▶ _PROBLEM DESCRIPTION_
What is needed is an exact repeat of the lines from the line containing "the white window" through the final line of the entries below, and nothing else.
——
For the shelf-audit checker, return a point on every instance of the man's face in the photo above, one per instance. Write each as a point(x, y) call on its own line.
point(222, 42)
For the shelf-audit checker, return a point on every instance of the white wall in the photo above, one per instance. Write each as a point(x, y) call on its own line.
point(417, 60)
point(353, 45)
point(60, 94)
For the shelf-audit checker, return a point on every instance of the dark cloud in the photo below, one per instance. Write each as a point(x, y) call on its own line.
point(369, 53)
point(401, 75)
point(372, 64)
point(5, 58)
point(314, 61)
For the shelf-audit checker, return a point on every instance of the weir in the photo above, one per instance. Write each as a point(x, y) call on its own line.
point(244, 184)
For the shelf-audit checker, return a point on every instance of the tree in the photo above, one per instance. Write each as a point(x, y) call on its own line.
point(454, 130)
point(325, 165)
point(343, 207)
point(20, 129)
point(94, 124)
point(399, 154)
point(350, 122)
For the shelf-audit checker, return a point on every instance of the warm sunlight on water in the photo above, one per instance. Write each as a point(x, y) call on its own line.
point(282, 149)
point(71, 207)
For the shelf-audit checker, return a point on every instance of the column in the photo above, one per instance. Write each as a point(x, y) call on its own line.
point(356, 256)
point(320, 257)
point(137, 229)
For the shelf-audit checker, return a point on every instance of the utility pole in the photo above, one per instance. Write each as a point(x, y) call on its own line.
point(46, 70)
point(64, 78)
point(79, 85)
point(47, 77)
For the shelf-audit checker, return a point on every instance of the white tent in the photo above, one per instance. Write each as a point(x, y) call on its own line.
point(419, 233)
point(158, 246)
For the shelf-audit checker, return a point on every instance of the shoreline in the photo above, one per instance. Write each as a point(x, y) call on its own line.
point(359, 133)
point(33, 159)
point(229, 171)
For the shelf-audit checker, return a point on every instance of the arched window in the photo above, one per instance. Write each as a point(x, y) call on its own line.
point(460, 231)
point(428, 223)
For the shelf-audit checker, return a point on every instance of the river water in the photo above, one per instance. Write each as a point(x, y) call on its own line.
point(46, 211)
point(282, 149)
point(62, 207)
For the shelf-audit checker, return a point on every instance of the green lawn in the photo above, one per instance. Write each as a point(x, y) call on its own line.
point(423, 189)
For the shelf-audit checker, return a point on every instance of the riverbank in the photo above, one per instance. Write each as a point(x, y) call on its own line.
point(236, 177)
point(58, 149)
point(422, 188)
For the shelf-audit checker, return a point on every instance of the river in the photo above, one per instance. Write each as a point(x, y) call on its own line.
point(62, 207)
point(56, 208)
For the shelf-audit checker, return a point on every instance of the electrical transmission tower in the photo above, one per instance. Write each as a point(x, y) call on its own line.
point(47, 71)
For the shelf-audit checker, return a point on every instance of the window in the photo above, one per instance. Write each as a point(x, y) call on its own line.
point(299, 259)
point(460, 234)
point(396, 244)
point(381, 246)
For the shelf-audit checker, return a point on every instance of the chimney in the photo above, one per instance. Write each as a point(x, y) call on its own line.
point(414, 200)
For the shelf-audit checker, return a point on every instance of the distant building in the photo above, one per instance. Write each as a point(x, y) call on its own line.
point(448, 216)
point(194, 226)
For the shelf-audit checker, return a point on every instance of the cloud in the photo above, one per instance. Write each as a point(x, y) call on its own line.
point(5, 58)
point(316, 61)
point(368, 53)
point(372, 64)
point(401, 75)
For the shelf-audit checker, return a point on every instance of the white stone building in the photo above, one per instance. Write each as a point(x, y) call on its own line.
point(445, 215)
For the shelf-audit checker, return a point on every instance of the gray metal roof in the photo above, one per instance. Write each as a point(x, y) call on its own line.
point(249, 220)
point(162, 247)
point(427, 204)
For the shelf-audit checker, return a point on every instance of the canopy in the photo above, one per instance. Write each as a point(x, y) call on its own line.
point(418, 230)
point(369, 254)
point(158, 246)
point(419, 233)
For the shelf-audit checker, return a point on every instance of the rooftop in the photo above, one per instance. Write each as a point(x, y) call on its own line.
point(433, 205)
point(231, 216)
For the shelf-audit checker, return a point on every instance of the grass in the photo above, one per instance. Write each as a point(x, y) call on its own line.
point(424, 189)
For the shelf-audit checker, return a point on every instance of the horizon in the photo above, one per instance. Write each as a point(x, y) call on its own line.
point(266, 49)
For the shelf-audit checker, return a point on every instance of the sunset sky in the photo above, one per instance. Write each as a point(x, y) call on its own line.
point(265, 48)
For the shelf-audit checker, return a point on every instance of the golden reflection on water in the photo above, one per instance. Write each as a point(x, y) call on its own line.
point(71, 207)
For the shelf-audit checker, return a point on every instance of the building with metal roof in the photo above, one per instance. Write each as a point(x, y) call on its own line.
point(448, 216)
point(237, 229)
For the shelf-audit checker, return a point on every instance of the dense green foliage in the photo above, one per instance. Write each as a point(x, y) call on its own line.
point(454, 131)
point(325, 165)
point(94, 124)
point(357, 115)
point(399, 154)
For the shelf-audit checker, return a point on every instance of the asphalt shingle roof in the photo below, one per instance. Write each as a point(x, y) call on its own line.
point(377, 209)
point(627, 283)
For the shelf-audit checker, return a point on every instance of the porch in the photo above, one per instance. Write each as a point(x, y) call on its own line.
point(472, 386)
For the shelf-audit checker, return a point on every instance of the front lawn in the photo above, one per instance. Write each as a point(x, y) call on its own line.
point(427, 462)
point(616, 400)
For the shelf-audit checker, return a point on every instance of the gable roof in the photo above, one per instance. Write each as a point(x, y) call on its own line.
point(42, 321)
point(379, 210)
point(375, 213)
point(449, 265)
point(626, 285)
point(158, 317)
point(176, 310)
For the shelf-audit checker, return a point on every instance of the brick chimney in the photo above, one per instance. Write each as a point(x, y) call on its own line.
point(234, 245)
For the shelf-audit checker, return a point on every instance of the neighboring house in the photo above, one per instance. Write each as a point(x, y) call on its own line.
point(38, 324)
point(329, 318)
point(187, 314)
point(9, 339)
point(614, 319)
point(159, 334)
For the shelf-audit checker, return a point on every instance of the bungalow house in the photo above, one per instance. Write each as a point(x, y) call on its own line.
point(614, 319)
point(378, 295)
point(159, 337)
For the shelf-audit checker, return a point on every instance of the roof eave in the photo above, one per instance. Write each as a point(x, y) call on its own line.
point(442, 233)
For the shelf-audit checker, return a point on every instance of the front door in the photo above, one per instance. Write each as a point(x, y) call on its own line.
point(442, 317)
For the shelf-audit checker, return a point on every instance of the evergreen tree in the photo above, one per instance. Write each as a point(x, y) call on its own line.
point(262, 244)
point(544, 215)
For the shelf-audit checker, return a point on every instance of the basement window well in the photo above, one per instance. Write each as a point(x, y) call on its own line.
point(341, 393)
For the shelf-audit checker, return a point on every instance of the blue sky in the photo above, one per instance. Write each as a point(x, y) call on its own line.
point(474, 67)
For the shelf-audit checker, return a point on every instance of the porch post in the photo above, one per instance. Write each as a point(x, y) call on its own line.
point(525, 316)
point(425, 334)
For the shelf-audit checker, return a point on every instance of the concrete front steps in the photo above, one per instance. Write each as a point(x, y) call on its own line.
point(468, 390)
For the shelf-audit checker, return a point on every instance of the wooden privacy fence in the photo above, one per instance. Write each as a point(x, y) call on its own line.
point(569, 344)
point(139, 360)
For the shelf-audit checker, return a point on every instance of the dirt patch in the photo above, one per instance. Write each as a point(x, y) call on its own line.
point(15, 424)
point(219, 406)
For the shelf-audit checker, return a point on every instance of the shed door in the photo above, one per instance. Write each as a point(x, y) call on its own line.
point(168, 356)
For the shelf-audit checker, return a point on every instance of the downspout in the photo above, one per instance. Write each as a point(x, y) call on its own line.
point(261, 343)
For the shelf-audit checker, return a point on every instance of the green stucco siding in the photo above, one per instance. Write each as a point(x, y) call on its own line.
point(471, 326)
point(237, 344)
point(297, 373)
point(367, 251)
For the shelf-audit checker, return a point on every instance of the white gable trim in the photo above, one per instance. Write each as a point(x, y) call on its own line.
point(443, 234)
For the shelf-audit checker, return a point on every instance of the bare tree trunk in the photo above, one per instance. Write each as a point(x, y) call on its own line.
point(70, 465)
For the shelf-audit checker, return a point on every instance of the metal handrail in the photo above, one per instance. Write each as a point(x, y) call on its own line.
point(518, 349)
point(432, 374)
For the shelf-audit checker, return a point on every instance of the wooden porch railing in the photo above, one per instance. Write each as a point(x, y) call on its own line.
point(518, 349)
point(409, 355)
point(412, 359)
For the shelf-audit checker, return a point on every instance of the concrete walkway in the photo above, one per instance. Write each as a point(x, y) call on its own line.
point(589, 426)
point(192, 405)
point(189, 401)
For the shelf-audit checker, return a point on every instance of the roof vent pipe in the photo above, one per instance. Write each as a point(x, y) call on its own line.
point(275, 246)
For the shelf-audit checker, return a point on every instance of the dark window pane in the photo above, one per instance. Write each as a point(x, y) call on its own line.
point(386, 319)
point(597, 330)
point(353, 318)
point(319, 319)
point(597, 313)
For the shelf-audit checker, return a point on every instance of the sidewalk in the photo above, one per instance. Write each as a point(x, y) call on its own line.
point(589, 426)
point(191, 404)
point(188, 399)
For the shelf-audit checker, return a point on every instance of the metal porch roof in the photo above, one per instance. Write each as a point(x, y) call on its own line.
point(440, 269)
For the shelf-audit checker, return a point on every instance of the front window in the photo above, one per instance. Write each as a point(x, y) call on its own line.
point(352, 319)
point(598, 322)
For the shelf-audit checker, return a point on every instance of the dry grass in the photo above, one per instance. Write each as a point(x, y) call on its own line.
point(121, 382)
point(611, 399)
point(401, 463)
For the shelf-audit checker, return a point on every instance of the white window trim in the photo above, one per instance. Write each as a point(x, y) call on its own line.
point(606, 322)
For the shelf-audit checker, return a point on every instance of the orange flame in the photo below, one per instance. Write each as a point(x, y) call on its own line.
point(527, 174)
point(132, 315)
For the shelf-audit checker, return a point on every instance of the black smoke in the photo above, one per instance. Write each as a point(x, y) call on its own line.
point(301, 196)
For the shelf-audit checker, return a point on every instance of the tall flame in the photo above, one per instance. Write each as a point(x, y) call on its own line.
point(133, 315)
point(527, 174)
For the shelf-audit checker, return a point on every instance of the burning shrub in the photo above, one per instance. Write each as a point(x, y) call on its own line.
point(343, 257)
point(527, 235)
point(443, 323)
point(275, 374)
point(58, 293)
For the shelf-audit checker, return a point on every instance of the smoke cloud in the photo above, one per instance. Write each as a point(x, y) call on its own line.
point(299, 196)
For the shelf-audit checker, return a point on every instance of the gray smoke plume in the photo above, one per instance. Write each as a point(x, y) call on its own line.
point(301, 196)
——
▶ _CORRECT RESULT_
For the shelf-audit checker, return a point on every instance of the white window trim in the photo above, one per instance. Write each as a point(x, y) call on its own line.
point(606, 322)
For the shelf-audit checker, return a point on every instance of the orange flame in the photo below, one per instance. Write each as a point(x, y) call on its own line.
point(527, 174)
point(132, 315)
For the shelf-audit checker, return a point on every instance of the black smoke in the photo above, one per instance. Write each as a point(x, y) call on its own line.
point(301, 196)
For the shelf-audit checker, return a point on every instance of the tall flame in the photo above, one per instance. Write each as a point(x, y) call on its own line.
point(133, 315)
point(527, 174)
For the shelf-audit checker, return a point on every instance of the burning shrub in the photo above, one per instance. Write each as a point(x, y) call on its own line.
point(343, 257)
point(527, 235)
point(443, 323)
point(275, 374)
point(58, 293)
For the shelf-audit checker, return a point on every instance of the smoke cloud in the photo above, one per instance. Write each as a point(x, y) call on its own line.
point(299, 196)
For the shelf-audit checker, return a point on every instance of the gray smoke plume in the photo above, one per instance. Write each as a point(x, y) call on its own line.
point(301, 196)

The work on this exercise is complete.